*How to complete this task*: Starting from the line that holds "Annotation task — identify one point per instance of the sky", print each remaining line of the entries exactly, ending with the last.

*Extracted data*:
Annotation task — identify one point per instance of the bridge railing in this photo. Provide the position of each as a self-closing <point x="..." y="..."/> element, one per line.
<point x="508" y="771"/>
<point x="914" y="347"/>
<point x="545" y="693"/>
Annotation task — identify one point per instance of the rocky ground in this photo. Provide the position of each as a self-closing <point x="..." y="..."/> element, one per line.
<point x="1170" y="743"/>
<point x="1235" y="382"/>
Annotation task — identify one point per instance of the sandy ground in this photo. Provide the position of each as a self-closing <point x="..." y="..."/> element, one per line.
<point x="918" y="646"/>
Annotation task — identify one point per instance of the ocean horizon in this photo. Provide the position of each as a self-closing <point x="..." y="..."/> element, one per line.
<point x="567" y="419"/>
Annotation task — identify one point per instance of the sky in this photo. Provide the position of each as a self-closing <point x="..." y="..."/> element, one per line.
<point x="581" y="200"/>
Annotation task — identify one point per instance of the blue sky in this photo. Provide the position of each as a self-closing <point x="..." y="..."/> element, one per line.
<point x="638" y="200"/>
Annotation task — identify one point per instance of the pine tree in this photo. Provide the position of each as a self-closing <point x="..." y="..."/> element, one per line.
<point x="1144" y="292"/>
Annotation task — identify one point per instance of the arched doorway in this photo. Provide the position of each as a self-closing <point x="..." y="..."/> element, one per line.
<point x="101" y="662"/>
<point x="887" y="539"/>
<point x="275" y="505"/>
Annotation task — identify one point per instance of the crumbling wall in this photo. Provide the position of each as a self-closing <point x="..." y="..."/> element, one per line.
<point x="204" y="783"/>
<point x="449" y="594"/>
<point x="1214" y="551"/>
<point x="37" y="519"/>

*Answer to this problem*:
Annotation task — identify one point per instance of the sky in this photo. Provide the position of each as a self-closing <point x="..." y="..."/> element, one per line.
<point x="581" y="200"/>
Annotation task — identify one point per instance of the blue sky in this photo. Provide the position of each as a self-closing <point x="..." y="..."/> element, one per line.
<point x="638" y="200"/>
Annotation task — identify one point per instance of the pine tree in this photo. Provide the position of each as a self-closing <point x="..." y="..."/> element, one per line.
<point x="1144" y="292"/>
Annotation task — identify one point per instance of the arched doorway in this photo. Provide the position of each as a self-closing <point x="..." y="..."/> element, one per line.
<point x="101" y="662"/>
<point x="887" y="539"/>
<point x="275" y="505"/>
Annotation task — identify one point per instance of the crumbling wall in this photo. Provide the position of each as a self-closing <point x="..." y="..."/> element, one per line.
<point x="204" y="783"/>
<point x="449" y="594"/>
<point x="1214" y="551"/>
<point x="37" y="519"/>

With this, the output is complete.